**Written problem:** Rewrite the stretch of lines from the one containing "I bet you can't" through the one containing "[19,246,62,304]", both included, as a numbered list. Skip blank lines and leave the pictures out.

**Entries shown:**
_ _ _

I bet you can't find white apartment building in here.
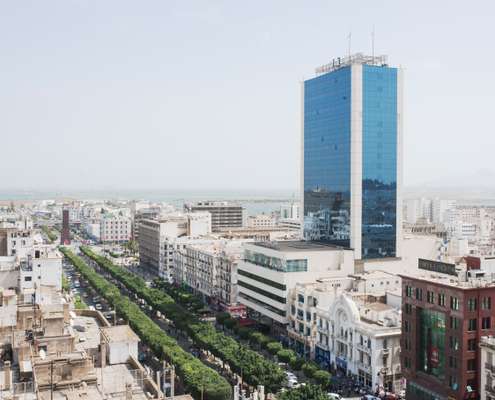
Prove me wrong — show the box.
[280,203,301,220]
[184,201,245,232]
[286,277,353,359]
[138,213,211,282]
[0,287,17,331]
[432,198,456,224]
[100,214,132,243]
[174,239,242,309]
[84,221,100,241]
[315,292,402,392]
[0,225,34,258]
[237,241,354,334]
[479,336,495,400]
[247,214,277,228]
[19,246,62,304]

_ _ _

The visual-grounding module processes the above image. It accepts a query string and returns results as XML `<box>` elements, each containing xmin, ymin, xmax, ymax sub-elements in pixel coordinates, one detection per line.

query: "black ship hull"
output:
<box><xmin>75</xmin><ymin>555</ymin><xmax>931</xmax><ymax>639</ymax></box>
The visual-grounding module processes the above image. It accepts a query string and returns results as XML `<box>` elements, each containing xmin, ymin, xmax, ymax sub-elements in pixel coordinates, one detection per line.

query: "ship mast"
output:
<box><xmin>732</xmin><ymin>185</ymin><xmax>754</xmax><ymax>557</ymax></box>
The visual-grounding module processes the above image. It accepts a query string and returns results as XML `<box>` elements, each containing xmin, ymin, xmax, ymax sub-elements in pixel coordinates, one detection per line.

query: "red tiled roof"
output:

_ _ _

**Answer to this exercise:**
1. I bet you can't find white apartment building in here.
2. Prove me wrong — show the box.
3. [280,203,301,220]
4. [184,201,245,232]
5. [286,277,353,359]
6. [138,213,211,282]
7. [0,287,17,331]
8. [432,198,456,224]
9. [100,214,132,243]
10. [174,239,242,309]
11. [84,221,100,241]
12. [315,292,402,392]
13. [0,225,34,258]
14. [237,241,354,334]
15. [479,336,495,400]
16. [247,214,277,228]
17. [19,246,62,304]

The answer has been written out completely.